• _Partes del ejercicio_:
a - Según el extracto sobre el testing con usuarios, ¿qué motivos pueden impedir planificar una sesión de testing formal?
b - Prosigue el extracto sobre el testing con usuarios a partir de su última oración.

• _Extracto de página_:
-- -- --

No siempre se tiene la oportunidad de planificar una sesión de testing formal ya sea por la falta de tiempo, de recursos, o la inaccesibilidad de los usuarios. Sin embargo, hay veces en los que ‘secuestrar’ usuarios durante un tiempo limitado resulta la única gran oportunidad de recibir de primera mano algo de ‘feedback’.

Recibir ‘feedback’ espontáneo de un concepto en  marcha o sin terminar debe hacerse teniendo en cuenta algunos detalles importantes para que éste nos aporte algo útil. Allá van unos cuantos factores que yo siempre trato de tener en cuenta.

-- -- --

• _Información mostrada_:
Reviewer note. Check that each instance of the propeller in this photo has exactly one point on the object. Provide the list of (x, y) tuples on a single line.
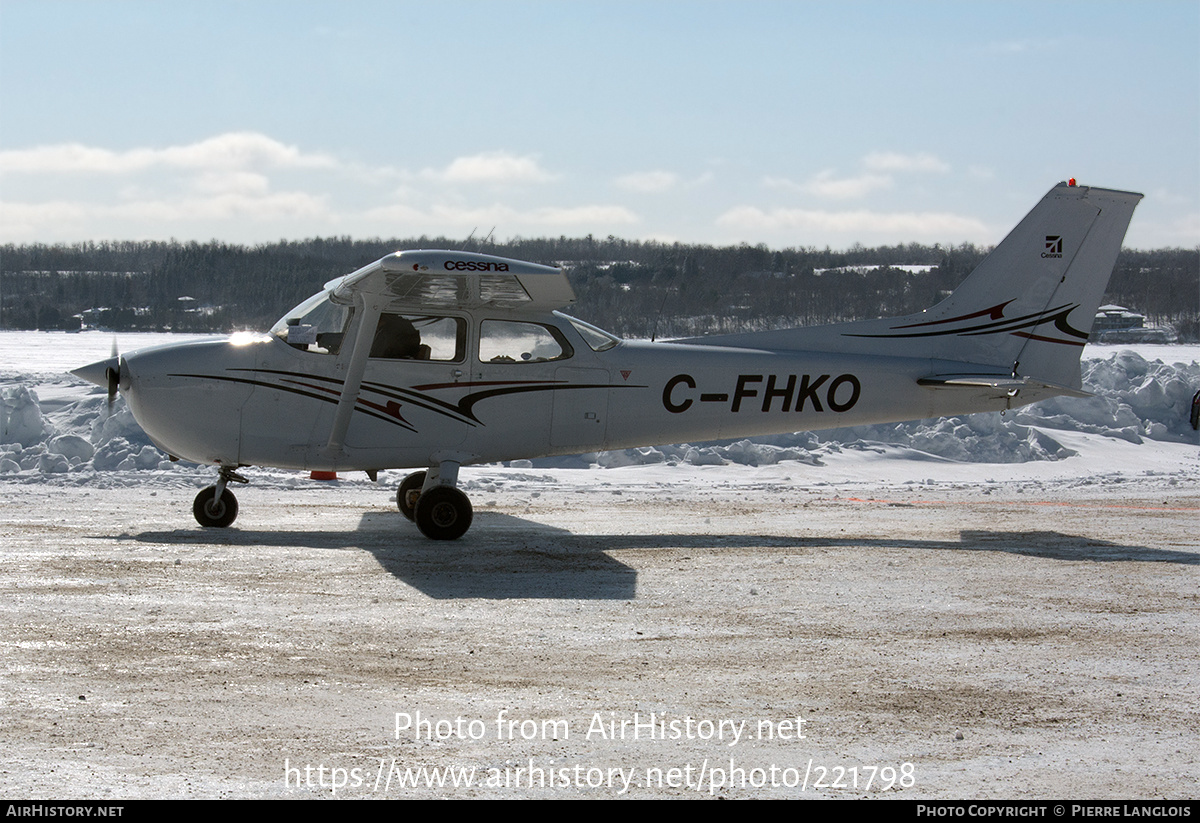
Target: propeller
[(113, 377), (105, 373)]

-- -- --

• _Respuestas por número_:
a - La falta de tiempo, la falta de recursos o la inaccesibilidad de los usuarios.

b -
Qué significa ‘Feedback’

‘Feedback’ en inglés significa simplemente ‘comentario’ u ‘opinión’, si es negativo es una crítica, si es positivo es un incentivo, un reconocimiento. En otros contextos puede traducirse como retroalimentación, aunque eso es un tipo de ‘feedback’ que no nos interesa, ya que de un usuario necesitamos sus ideas y su experiencia, y no saber simplemente que está ahí.

Recibir ‘feedback’ debe servirte para seguir adelante con alguna idea o echar marcha atrás. Pero siempre quien debe decidir es quien diseña y no quien opina.

Conoce a tu usuario y demuéstralo

Si estás pidiendo opinión es importante saber a quién se la pides y por qué ¿Necesitas que te ayude a cerrar un circuito? ¿A completar con contenidos que no aparecen? ¿Quieres que valide una de tus hipótesis?

En cualquiera de esas situaciones debes mostrarle cuáles son los supuestos de los que partes y éstos a su vez deberán estar basados en algo que tenga que ver con él o ella.

Si has llegado hasta esa idea es porque se supone que buscabas satisfacer las necesidades de un usuario muy parecido a él o ella.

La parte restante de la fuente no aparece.